_Okuma Metni_.
____________

Bu hadislerin tamamı, suret yapma/çizmenin terk edilmesinin kesin bir şekilde
talebini içermektedirler. Bu suret yapmanın/çizmenin haram
olduğuna dair delildir. Bu hadisler geneldir. İster gölgesi
olsun, ister tam olsun ister büst olsun, fark etmeksizin her
sureti kapsamaktadır. Zira gölgesi olan suretin haram kılınması
ile gölgesi olmayan suretin haram kılınması arasında, canlısı
yaşaması mümkün olan tam sureti yapmanın haram kılınması
ile yaşaması mümkün olmayan büst şeklindeki suretin haram
kılınması arasında fark yoktur. Hadislerin genelliği nedeni
ile hepsi de haramdır.
Ev hakkındaki İbn Abbas’in hadisinde, Ka’be’deki suretler, resim
olarak çizilmiş idiler, gölgeleri yoktu. Onlar yok edilmeden,
Rasul (u) ona girmedi. Aişe hadisi, örtüde gölgesi olmayan
resmin çizilmiş olduğuna delâlet etmektedir. Rivayet edildi
ki; “Nebi (u) Ali’yi bir seriyyeye gönderdi. Ona şöyle dedi:
أَنْ
لا تَدَعَ
تِمْثَالاً
إِلا
طَمَسْتَهُ
وَلا
قَبْرًا
مُشْرِفًا
إِلا
سَوَّيْتَهُ
“Ortada yıkmadığın bir heykel, silip yok etmediğin bir
suret/resim, dümdüz yapmadığın yüksek kabir bırakma.”
Dolayısıyla hadis her iki çeşit sureti de zikretti, heykeli yani gölgesi
olanı ve silinen/kazınan resmi yani gölgesi olmayanı
zikretti.
Gölgesi olan ile gölgesi olmayanı farklı görmek
doğru değildir ve bir aslı yoktur. Çünkü suretin hayat
sahibi olması ya da olmaması, haram kılınışının illeti
değildir. Onu haram oluştan istisna eden bir delil de yoktur.

____________

_Veriler_.
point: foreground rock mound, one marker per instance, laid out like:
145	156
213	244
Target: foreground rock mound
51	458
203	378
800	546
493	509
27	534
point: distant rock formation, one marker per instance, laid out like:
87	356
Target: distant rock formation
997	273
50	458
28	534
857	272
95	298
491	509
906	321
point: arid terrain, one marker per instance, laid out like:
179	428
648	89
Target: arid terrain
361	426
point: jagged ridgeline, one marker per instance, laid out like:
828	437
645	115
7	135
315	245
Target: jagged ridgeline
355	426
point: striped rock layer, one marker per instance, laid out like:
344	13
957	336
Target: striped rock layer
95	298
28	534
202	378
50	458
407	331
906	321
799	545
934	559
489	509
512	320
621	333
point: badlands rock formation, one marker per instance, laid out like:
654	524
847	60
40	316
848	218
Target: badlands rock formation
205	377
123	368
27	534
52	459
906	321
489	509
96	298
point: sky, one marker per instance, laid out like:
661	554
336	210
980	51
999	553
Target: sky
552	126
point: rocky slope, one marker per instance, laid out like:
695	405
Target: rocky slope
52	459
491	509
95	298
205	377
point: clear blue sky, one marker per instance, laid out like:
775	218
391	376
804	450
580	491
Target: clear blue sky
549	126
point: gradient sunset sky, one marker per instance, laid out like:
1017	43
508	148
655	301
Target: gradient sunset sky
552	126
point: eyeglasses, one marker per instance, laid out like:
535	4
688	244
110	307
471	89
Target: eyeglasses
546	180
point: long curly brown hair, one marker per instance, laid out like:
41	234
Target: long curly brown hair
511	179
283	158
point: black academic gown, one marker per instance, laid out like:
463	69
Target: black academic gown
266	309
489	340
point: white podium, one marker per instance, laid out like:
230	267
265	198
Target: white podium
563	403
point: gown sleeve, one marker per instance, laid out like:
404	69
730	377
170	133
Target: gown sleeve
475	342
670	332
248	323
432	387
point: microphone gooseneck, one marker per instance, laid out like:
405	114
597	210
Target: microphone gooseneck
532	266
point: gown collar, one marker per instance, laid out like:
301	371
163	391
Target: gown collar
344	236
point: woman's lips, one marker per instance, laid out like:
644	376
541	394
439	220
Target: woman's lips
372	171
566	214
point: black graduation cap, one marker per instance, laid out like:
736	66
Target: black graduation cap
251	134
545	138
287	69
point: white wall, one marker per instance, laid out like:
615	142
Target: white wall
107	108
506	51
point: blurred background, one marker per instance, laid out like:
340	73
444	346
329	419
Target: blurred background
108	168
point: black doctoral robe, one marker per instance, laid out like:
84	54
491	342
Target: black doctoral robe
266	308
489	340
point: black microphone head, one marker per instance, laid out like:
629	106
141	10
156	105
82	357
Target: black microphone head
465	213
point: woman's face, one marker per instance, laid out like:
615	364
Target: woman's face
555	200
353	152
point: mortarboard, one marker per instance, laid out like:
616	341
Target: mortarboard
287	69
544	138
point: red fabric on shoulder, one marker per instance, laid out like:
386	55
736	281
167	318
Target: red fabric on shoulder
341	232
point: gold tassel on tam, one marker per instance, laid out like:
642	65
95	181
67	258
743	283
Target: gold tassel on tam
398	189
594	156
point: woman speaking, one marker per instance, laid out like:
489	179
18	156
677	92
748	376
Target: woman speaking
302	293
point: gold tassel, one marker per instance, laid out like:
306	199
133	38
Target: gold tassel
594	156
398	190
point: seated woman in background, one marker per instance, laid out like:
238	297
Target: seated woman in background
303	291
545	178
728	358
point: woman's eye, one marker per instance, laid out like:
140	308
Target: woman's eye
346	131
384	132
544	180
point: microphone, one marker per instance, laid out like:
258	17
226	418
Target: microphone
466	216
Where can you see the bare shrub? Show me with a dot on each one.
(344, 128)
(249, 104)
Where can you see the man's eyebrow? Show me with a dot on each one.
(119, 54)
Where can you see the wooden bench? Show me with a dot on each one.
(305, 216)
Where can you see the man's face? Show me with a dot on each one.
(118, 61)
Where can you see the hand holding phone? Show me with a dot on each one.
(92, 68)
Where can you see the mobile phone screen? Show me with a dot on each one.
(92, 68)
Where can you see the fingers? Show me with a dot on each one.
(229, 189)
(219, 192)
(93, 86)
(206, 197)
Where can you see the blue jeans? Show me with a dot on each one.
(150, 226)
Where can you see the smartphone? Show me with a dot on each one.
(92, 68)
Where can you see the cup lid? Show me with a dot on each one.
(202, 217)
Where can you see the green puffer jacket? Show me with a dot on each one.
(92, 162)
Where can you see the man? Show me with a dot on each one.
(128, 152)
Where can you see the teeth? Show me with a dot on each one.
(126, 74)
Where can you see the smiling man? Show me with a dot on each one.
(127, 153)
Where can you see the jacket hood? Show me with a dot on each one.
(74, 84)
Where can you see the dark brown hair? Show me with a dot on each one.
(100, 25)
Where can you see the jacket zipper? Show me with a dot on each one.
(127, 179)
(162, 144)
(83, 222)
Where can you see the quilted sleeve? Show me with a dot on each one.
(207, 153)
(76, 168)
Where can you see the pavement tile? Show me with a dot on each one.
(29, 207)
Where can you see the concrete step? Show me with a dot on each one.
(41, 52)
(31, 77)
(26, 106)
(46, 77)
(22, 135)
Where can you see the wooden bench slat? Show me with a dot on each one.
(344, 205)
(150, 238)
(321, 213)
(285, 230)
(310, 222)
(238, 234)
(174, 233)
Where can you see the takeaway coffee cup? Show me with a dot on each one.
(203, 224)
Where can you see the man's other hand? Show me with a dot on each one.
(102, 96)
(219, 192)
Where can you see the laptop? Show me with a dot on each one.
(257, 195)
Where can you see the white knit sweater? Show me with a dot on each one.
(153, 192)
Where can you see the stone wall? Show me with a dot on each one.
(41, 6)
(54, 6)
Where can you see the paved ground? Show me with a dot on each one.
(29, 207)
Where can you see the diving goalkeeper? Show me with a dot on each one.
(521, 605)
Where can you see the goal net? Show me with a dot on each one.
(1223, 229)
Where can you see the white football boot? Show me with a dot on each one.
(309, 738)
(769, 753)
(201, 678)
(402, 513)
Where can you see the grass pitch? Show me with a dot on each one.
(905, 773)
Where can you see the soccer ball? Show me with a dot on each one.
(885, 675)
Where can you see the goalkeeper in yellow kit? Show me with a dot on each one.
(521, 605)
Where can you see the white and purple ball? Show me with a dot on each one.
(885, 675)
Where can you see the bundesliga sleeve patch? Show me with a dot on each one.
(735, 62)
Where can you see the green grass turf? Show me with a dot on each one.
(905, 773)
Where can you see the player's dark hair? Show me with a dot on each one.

____________

_İstenenler_.
A. Suret yapma hakkındaki metne göre Nebi, bir seriyyeye gönderdiği Ali'ye ortada hangi şeyleri bırakmamasını söyledi? Hepsini sıralayın.
B. Suret yapma hakkındaki metne göre Ka'be'deki suretler nasıldı?
C. Suret yapma hakkındaki metni son cümlesinin ardından sürdürün.

_Görevlere Göre Yanıtlar_.
A.
- Yıkılmamış bir heykel
- Silinip yok edilmemiş bir suret/resim
- Dümdüz yapılmamış yüksek kabir

B. Resim olarak çizilmişlerdi ve gölgeleri yoktu.

C.
Can sahibi olmayan ağaç, dağ, v.b.lerinin suretlerinin/resimlerinin yapılmasının
caiz oluşu ise; suret yapmanın haram kılınması hakkında
gelen hadislerde haram oluş, içerisinde can olanın sureti ile
kayıdlı kılınmıştır. Bu, kendisi ile amel edilen bir
mefhumu olan muteber bir kayıttır. Onun mefhumu ise, içerisinde
can olmayanın sureti haram değildir.
Evet, bazı hadisler mutlak olarak gelmiştir. Fakat bazı hadisler de
mukayyed/kayıdlı olarak gelmiştir. Usul ile ilgili
kaide/kural ise, “Mutlak, mukayede hamledilir/ yorumlanır”
şeklindedir. Dolayısıyla haram kılma sadece, insan, hayvan,
kuş gibi içerisinde ruh/can olanın suretine ait olur. Fakat
bunun dışında kalan suretlerin yapılması haram olmaz,
bilakis caiz olur. Ayrıca ağaç v.b. içerisinde can olmayanın
suretinin yapılmasının mubah oluşu hadislerde açık olarak
geçmiştir. Zira Ebu Hureyre hadisinde; “Evin kapısında
olan heykelin kafası ile karşılaştığında onu parçaladığı,
onun ağaç şeklini
aldığı” geçmektedir. Bu demektir ki, ağaç heykelinde bir
sakınca yoktur. İbn Abbas hadisinde de; “Eğer onu mutlaka
yapacaksan, ağaç ve canlı olmayanın suretini yap”
denilmektedir.
Suret yapmanın haram kılınması ile ilgili gelen hadisler illetli değildir.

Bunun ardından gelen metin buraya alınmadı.